PROBLEM 1: According to the Tlalpujahua text, on what date did the major landslide bury about one-third of the town?
PROBLEM 2: Print the passage of the Tlalpujahua text starting at "All mining activity" and ending at "and fifteen workshops.".
PROBLEM 3: According to the Tlalpujahua text, why did people begin migrating to other parts of Michoacán after the Dos Estrellas Mine closed? Answer in one to three sentences.

In 1859, the municipality's name was changed to Mineral de Rayón, to honor the López Rayón brothers. It was later changed to the current Tlalpujahua de Rayón. In 1861, it was the seat of a district comprising Angangueo, Contepec, and itself. In 1862, Conservative forces took control of the town, which was taken back a short time later by Liberal General Rafael Cuéllar.

In 1874, the state of Michoacán attempted to restart large scale mining. However, success came at the very end of the century, when a large vein of gold ore was found on the Cerro de Somero by a worker employed by Frenchman Francois Joseph Fournier. The strike was rich and made Tlalpujahua the most important producer of gold between 1908 and 1913. This strike consolidated into the Dos Estrellas Mine. This and other older mines returned to profitability due to French and English technology, made Tlalpujahua and neighboring El Oro, a magnet for foreign workers, who came from Europe, the U.S. and even Asia. It also brought modern infrastructure such as railroad telegraph. Tlalpujahua claims to have had electric lights first in the country, even before Mexico City.

Mining came to an abrupt halt when on 27 May 1937, a major landslide buried about one-third of the town and damaged the Dos Estrellas Mine. The material was actually mining debris from deep inside the earth, so when it settled, it formed into a kind of concrete. Only the tower of the former chapel is visible today. This damaged the mine, but it was the nationalization of the mine by President Cardenas in the 1930s that led to it closing in 1959. As Dos Estrellas was the main economic engine of the area, its closing all but killed mining in Tlalpujahua, and people began migrating to other parts of Michoacan. The population dropped from 25,000 in the 1930s to only 600 in 1960.

All mining activity ended in 1959. The rise of the Christmas tree ornament industry and tourism has revived the economy somewhat. The industry began with Joaquín Muñoz Orta, who left his hometown with his family in the 1950s to Chicago, where he worked at a factory making artificial Christmas trees. He returned to Mexico in the early 1960s, but since there was still no work in Tlalpujahua, he went to Mexico City where he set up a small Christmas tree workshop with his family. They initially sold the trees in places such as the La Merced Market, but soon after they began to offer blown glass Christmas tree ornaments as well. These were more popular than the trees. Eventually, they decided to move their workshop home to Tlalpujahua, which has since become Adornos Navideños SA de CV. Today, the company has about 1,000 employees, five plants and fifteen workshops.

AVAILABLE DATA:
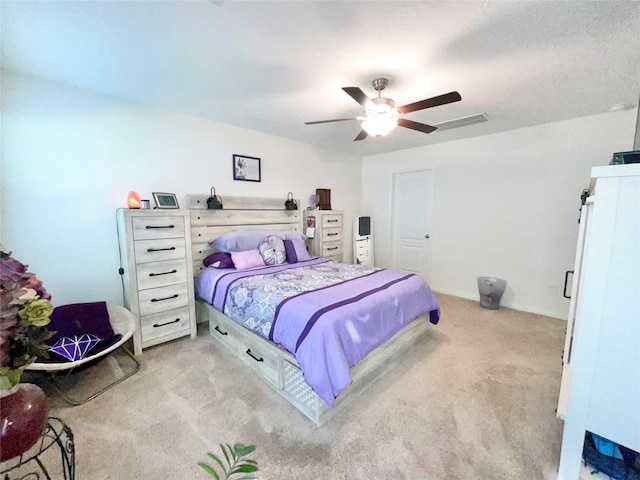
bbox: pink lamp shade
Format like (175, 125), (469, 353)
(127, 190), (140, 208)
...
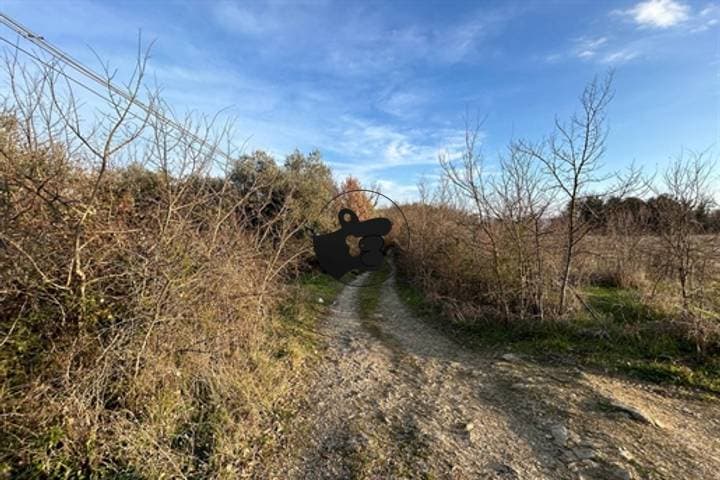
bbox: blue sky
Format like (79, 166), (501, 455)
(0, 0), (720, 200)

PROBLEM SOLUTION 1: 27 May 1937.

PROBLEM SOLUTION 2:
All mining activity ended in 1959. The rise of the Christmas tree ornament industry and tourism has revived the economy somewhat. The industry began with Joaquín Muñoz Orta, who left his hometown with his family in the 1950s to Chicago, where he worked at a factory making artificial Christmas trees. He returned to Mexico in the early 1960s, but since there was still no work in Tlalpujahua, he went to Mexico City where he set up a small Christmas tree workshop with his family. They initially sold the trees in places such as the La Merced Market, but soon after they began to offer blown glass Christmas tree ornaments as well. These were more popular than the trees. Eventually, they decided to move their workshop home to Tlalpujahua, which has since become Adornos Navideños SA de CV. Today, the company has about 1,000 employees, five plants and fifteen workshops.

PROBLEM SOLUTION 3: Dos Estrellas was the main economic engine of the area, so its closing all but killed mining in Tlalpujahua. As a result, people began migrating to other parts of Michoacán.